SELECTED PASSAGE section start

I'm a 13 year-old, middle school girl suffering from severe IBS. Day to day, I have endless stomach cramps to the point where I cannot stand up and it's normal if in the middle of the class, I keel over in pain. I don't even know what to do anymore. Doctors have no idea what to do with me and simply give me a painkiller which has no effect on me.
I'll get constipation for up to a full week and then unbearable spasms, cramps, and gas. Crohn's runs in my family, so stomach pains are definitely not foreign. Although it doesn't seem like such a big problem to others, to a girl my age, or any age, it's a huge setback! I can't go out with all of my friends without the constant nagging fear that I'll get stomach pains, or feel shaky. I don't have the same carefree mindset as others my age do.
I cannot remember the last time I didn't wake up with an everlasting pain in my stomach. Although I was struck with this unfortunate disorder, I'm determined to do the best I can to cope and deal. I can't let my aches and pains affect the way I lead my life, and I want everyone to know that.
I have been suffering from what my doctor finally diagnosed as IBS for about eight months now. At first I was very frustrated with this diagnosis because I didn't really understand that it could be this bad (and as bad as everyone's stories), but thanks to this site I finally know that others out there are as frustrated with this ambiguous diagnosis as I am.

SELECTED PASSAGE section end

## PARTS OF THE EXERCISE
- a) Rewrite the IBS passage starting with "I'm a 13 year-old, middle" and going on through "effect on me.", putting "pain reliever" in place of "painkiller".
- b) Answer these from the IBS passage:
(i) How old is the middle school girl who describes her IBS?
(ii) Which condition does she say runs in her family?
(iii) For about how long has the writer of the last paragraph been suffering from what the doctor diagnosed as IBS?
The items that come next have nothing to do with the IBS passage.

INFORMATION SUPPLIED section start

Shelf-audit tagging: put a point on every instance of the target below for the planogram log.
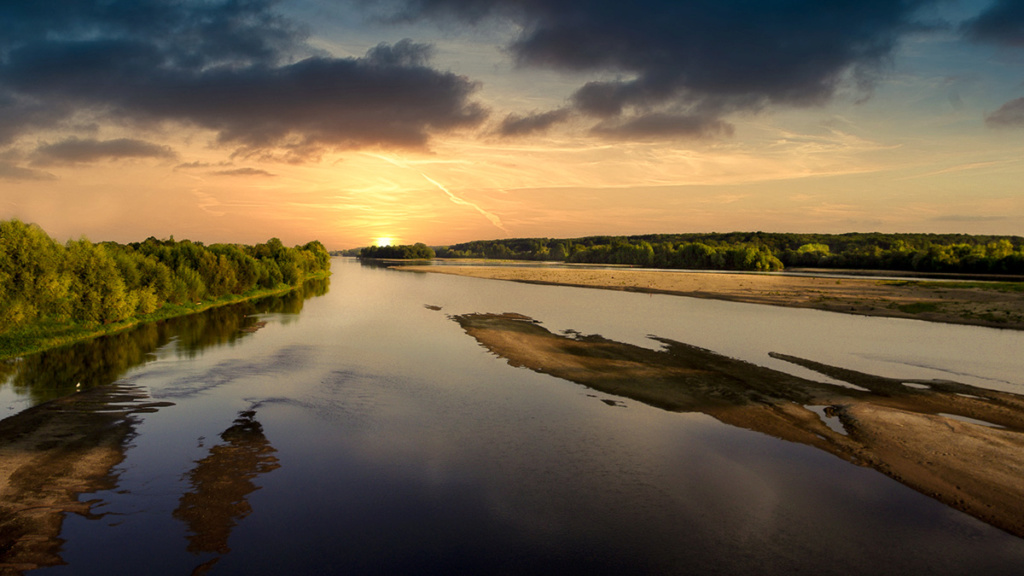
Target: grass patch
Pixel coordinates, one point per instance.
(995, 286)
(46, 334)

INFORMATION SUPPLIED section end

## OUTPUTS BY TASK
- a)
I'm a 13 year-old, middle school girl suffering from severe IBS. Day to day, I have endless stomach cramps to the point where I cannot stand up and it's normal if in the middle of the class, I keel over in pain. I don't even know what to do anymore. Doctors have no idea what to do with me and simply give me a pain reliever which has no effect on me.

- b)
(i) 13 years old
(ii) Crohn's
(iii) About eight months